-- PROBLEM DETAILS --
Reproduce each entry exactly as it reads. Leave the images out.

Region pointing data
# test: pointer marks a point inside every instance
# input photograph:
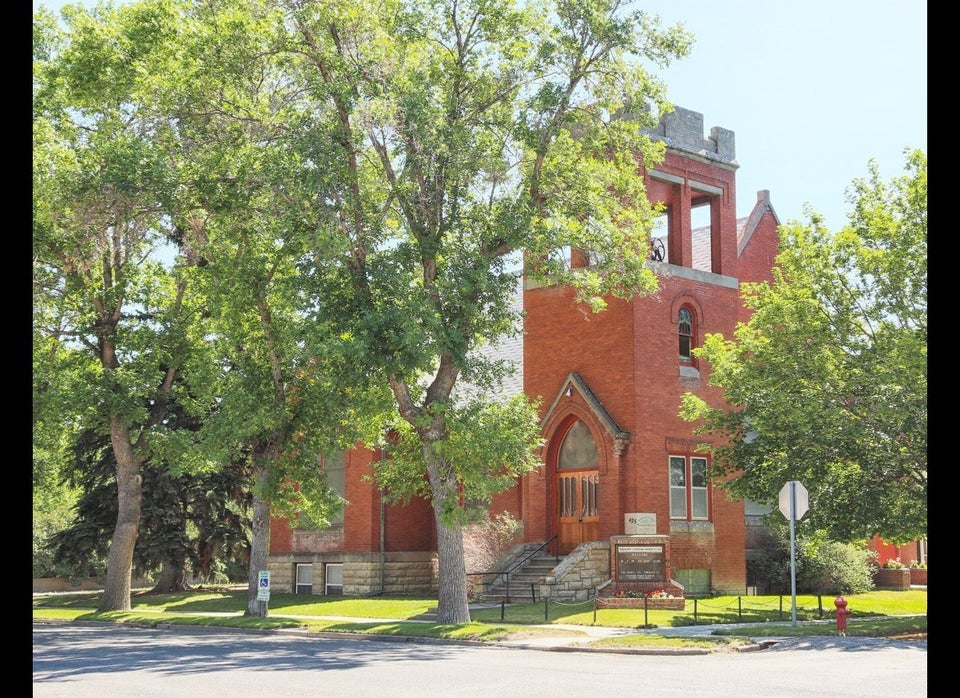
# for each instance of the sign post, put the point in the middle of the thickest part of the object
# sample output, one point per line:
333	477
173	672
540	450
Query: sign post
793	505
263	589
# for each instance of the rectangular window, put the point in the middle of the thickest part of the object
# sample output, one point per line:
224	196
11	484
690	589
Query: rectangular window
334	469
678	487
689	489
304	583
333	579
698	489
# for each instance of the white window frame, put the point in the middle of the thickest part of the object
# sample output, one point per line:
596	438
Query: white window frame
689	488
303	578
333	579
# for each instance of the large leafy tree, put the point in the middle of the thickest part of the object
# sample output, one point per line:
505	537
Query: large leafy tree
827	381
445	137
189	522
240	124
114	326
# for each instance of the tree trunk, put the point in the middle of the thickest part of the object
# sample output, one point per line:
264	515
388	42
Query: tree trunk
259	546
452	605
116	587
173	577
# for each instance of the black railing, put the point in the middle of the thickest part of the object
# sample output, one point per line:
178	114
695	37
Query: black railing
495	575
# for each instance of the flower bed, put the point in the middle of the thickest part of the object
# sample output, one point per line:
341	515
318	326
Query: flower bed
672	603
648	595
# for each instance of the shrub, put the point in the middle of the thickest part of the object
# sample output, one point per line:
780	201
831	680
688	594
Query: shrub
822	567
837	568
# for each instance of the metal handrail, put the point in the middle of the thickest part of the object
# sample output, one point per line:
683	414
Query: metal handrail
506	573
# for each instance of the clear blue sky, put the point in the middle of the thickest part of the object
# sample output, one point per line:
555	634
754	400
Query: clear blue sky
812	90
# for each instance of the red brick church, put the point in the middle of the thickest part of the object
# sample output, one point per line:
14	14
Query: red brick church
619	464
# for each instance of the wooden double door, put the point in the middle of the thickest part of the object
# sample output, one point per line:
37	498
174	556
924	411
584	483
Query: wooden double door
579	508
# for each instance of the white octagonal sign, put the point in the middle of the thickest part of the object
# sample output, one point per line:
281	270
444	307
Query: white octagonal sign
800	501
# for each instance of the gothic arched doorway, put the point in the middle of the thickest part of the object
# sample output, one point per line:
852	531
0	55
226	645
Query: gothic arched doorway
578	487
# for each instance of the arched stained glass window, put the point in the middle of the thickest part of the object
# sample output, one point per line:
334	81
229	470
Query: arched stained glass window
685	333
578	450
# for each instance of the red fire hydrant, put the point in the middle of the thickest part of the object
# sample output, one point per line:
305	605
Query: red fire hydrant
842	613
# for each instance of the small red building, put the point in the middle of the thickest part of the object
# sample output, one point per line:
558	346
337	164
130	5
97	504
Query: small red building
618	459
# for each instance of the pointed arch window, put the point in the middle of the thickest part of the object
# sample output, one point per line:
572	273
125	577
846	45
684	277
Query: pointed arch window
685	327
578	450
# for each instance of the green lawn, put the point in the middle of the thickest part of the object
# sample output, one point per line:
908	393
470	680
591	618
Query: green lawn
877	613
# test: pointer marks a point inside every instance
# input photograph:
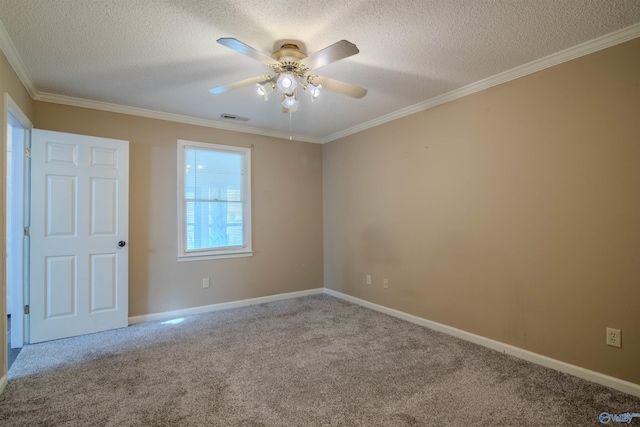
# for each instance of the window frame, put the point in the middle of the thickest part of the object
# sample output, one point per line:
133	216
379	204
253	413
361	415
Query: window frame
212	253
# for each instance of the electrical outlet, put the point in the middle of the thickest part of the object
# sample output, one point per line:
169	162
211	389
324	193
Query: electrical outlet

-- RESULT FOR THIS TASK --
# test: pointer marks a point inside every instance
# input photograph:
# for each instance of the sign post, put the point in the middle of the thickest part of the object
# sample output, one point per line:
333	477
173	672
540	450
Query: sign post
793	505
263	589
# for each instance of the rectangular window, put the point in the middle of the thickest part of the object
# sample output, one point per line:
224	196
11	484
690	589
Query: rectangular window
334	469
678	487
689	489
304	583
333	579
698	489
# for each instance of the white window frame, put the point in the middle of the thickest part of the object
# sample output, one point per line:
596	438
Query: white window frame
689	488
303	578
333	579
# for each instance of the large leafy tree, put the point in the middle of the thickest part of the object
# sample output, one point per line:
505	537
Query: large leafy tree
827	381
445	137
189	522
240	124
114	326
# for each instance of the tree trunk, put the point in the middle of the thickest part of the object
# sample output, one point per line:
264	515
388	42
Query: tree trunk
259	546
452	605
116	587
173	577
# for each instance of the black railing, put the point in the middle of the thickest part of the object
# sample output, one point per line:
178	114
695	37
Query: black railing
495	575
# for each instance of the flower bed, put the point in the middle of the thickest part of the object
# sample output, one point per line:
341	515
318	326
Query: flower bed
672	603
648	595
# for each instance of the shrub, put the point in the middle of the thickest part of the object
# sample output, one point per line:
780	201
831	680
688	594
Query: shrub
822	567
837	568
# for each instance of the metal handrail, put the point in the middle of the thickest part of the object
# sample output, one point per line:
683	414
Query: metal handrail
506	573
# for each instance of the clear blue sky, put the point in the middle of the thickest part of the object
# sample output, one point per line:
555	634
754	400
Query: clear blue sky
812	90
# for each instance of the red brick church, put the point in the middle of the thickest part of the object
# sample output, one point per line:
14	14
Query: red brick church
619	464
# for each instance of the wooden double door, put the point in the middle of the thickest part of the object
# sample output, one point per line:
37	498
174	556
924	411
584	483
Query: wooden double door
579	508
# for each instance of the white octagonal sign, put the point in the middle of the thickest part of the object
# sample output, one point per line:
281	270
444	307
Query: white octagonal sign
800	501
# for each instance of the gothic arched doorway, put the point in the middle of the thickest part of the object
# sample output, one point per line:
852	531
0	55
226	645
Query: gothic arched doorway
578	487
# for each instance of the arched stained glass window, put the point in the middle of the thickest part of the object
# sample output, one point per line:
334	81
229	470
Query: arched stained glass window
685	333
578	450
# for each instance of the red fire hydrant, put the point in the middle of the thickest part of the object
# sample output, one point per line:
305	605
Query: red fire hydrant
842	613
# for each instance of the small red building, put the point in the middle of the thickest part of the object
# sample output, one point per line:
558	346
337	164
130	5
97	504
Query: small red building
618	459
# for each instance of the pointed arch window, put the point in the middle of the thickest part of the object
# sample output, one point per line:
572	273
125	577
846	45
684	277
Query: pointed arch window
685	327
578	450
# for each instance of the green lawn, put the point in the middle of the thickest part of the object
# sample output, one point per line:
908	393
470	680
591	618
Query: green lawn
877	613
# test: pointer marks a point inside every instance
# input photograph:
# for each instance of the window frame, put the point in the middle of the thickest part of the object
# sample output, one point per line:
133	216
379	204
253	413
361	415
Query: window frame
212	253
# for each instance of the electrical outlet, put the point in the middle of the thickest part of the object
# sample output, one point per line:
169	162
211	389
324	193
Query: electrical outlet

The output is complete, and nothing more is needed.